### What is being asked
Would you please copy every line from the records that contains the word "above"?
┌─ Exercise material
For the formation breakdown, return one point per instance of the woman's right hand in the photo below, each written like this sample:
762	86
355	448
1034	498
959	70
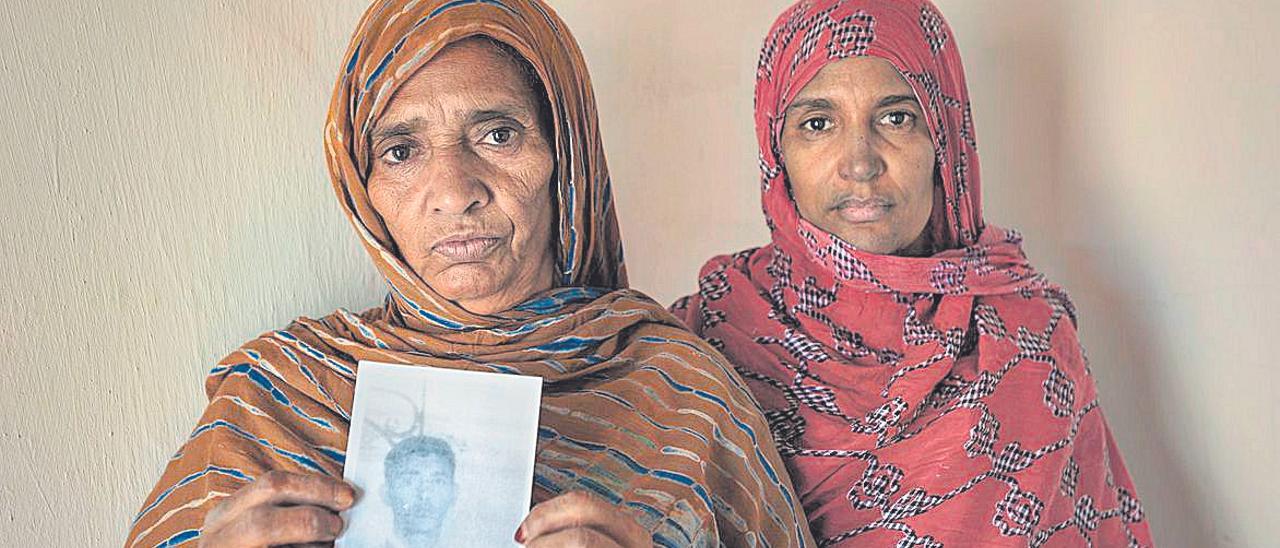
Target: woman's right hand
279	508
└─
┌─ Exercise material
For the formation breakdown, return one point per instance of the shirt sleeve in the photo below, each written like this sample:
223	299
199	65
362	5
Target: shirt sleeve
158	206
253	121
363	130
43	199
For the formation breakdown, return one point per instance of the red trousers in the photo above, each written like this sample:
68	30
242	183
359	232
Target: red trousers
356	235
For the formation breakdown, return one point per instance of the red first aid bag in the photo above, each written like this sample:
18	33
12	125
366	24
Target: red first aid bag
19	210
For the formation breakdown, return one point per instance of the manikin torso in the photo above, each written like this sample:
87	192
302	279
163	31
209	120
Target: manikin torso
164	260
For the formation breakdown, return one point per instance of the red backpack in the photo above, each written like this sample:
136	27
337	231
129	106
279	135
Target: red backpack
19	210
└─
### Finished exercise
For the formation breakdown, return one point per instance of the red trousers in the photo above, each written like this sample:
For the formation breakdown, return one point per instance of the red first aid bag in the photo above, each written like this sample:
For the formation breakdown, return one point per instance of the manikin torso in the photo above, each written like this sample:
For the formation breakdown, return one point per instance of the red backpack in the photo above, each written like this sample:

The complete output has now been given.